- **ASSIGNED TASK 1**
List every section heading in the text about the child evaluation process.
- **ASSIGNED TASK 2**
Quote the passage of the text about the child evaluation process between "We are always" and "and IEP/504 meetings.", inclusive.
- **ASSIGNED TASK 3**
Extend the text about the child evaluation process, starting after its last sentence.

- **TEXT SEGMENT**

What happens after the evaluation?

We are always here to support you and encourage you to schedule follow-up sessions to make sure that you and your child have benefited from the evaluation results and our recommendations. We are also happy to communicate our results to other professionals and participate in school meetings and IEP/504 meetings.

Our Team

Our office is a welcoming place where our families feel very comfortable. We are exceptionally dedicated to our families and consider your child our guest of honor. We allocate more time than needed for the actual testing to make sure your child feels comfortable in the new setting and can enjoy our play spaces and overall experience.

What should you tell your child?

We recommend being as specific as you can when describing the evaluation to your child. For instance, if your child complains about doing homework, you can say that we are doing an evaluation to see why homework is difficult and what you and the teachers can do to help. You can also ask them what they would like to learn from the process, as many children know what is difficult for them. Including them in the process will result in greater involvement, a sense of empowerment, and self-advocacy.

If you want to be more general, you can also tell your child that we are doing an evaluation to learn more about them (e.g., how they learn, what is easier and more difficult for them at school, how they are feeling) and how you and the teachers can help.

We recommend that you tell your child that we will be doing thinking and academic tasks and activities. We will also ask them to complete questionnaires to learn about their perspective.

What does a testing day look like?

We complete the testing of school-age children in two sessions (typically from 9:00 a.m. to 2:00 p.m.) and see younger children for three testing sessions (usually from 9:00 a.m. to 11:30 a.m.). When working with young children, we ask that you stay in our office during the sessions. You can bring your computer and work in our waiting room.

When working with older children, feel free to drop them off and leave the office once they have settled. We give them a lunch break from 12:00 p.m. to 1:00 p.m. and ask that you take them out for lunch to one of the cafes or restaurants near our office. This will give them an opportunity to refresh their mind, and you may learn a few things about what we completed in the morning.

- **GIVEN INFORMATION**
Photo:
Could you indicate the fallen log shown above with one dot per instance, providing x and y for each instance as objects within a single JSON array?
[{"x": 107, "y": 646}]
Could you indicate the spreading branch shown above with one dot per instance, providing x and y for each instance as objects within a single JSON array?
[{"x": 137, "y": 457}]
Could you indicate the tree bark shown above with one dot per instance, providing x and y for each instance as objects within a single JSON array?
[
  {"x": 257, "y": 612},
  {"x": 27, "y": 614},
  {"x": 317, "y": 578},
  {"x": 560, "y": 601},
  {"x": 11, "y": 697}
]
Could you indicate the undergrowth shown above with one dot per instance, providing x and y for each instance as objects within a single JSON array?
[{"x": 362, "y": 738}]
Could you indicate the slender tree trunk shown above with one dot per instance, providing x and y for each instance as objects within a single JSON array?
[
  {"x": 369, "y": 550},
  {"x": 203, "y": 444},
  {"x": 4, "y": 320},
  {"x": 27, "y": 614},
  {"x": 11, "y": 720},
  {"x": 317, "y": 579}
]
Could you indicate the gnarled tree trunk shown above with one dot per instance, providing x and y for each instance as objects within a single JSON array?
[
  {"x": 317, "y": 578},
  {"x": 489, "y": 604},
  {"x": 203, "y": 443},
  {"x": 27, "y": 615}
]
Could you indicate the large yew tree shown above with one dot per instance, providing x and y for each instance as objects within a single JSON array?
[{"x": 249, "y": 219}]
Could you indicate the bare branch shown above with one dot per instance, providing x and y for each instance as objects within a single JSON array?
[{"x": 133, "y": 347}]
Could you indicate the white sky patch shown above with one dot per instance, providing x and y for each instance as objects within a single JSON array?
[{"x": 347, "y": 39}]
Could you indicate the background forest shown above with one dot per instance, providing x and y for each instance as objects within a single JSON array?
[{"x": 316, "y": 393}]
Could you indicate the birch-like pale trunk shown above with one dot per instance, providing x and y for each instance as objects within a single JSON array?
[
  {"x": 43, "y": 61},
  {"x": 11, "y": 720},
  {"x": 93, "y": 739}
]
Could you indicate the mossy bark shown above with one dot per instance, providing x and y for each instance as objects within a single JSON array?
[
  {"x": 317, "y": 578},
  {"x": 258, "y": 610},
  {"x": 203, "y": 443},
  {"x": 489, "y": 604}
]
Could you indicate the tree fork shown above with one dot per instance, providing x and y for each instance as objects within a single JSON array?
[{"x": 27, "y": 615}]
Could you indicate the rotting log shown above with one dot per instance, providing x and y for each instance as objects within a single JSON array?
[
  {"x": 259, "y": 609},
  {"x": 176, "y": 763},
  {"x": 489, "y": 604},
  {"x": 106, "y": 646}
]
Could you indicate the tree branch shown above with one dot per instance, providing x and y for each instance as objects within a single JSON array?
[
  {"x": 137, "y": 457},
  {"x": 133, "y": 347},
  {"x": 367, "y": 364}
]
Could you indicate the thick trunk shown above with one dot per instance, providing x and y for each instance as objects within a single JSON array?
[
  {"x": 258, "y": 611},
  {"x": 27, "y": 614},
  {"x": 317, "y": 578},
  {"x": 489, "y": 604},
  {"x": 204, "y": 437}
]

- **YOUR RESPONSE 1**
What happens after the evaluation?
Our Team
What should you tell your child?
What does a testing day look like?

- **YOUR RESPONSE 2**
We are always here to support you and encourage you to schedule follow-up sessions to make sure that you and your child have benefited from the evaluation results and our recommendations. We are also happy to communicate our results to other professionals and participate in school meetings and IEP/504 meetings.

- **YOUR RESPONSE 3**
What does an evaluation encompass?

First, we meet with you for an intake interview (for approximately 1 hour) to review your child’s history and any questions you want to address during the evaluation.

Then, we meet with your child for the actual testing sessions. For students ages 8 to adult, we schedule two days of testing and, when evaluating younger children, we divide the testing into three sessions. We also talk to other professionals working with your child and send you and your child’s teachers a set of behavioral questionnaires to learn about your child’s performance across school and home settings.

In addition to the feedback you receive during the sessions, we schedule a separate feedback session at the end of the evaluation to review the results (approximately 1 hour). We will give your child feedback during the testing sessions and sometimes schedule a separate session (approximately 30 minutes) to review our findings.

Finally, we will prepare a written report summarizing our results and including recommendations for home and school settings.

What is real-time feedback?

We call our evaluations Real-Time Neuropsychological Evaluations™ because we give you and your child feedback throughout the sessions. To accomplish this, we work in teams of two, formed by a neuropsychologist and a master’s level psychology associate. Working as a team allows us an opportunity to both score and give you and your child feedback during the testing sessions. It also helps us adjust the process to your child’s needs since we can select specific measures based on our results.

What is a good age to do an evaluation?

We typically work with school-age children. For our preschoolers, we do not recommend a comprehensive neuropsychological evaluation. However, if you have questions about your child’s development and behavior (e.g., language, attention, emotional regulation), we do an abbreviated assessment for early intervention purposes.

What will you learn from an evaluation?

The purpose of an evaluation is to gain a deeper understanding of your child. In an evaluation, we include measures of intelligence, specific cognitive abilities (e.g., attention, language, memory, visuospatial and visuomotor skills), academic achievement, and socioemotional functions. We use the information derived from these measures to understand your child’s performance relative to same-age peers and identify any support he/she/they may need. The results are sometimes used to derive a specific diagnosis.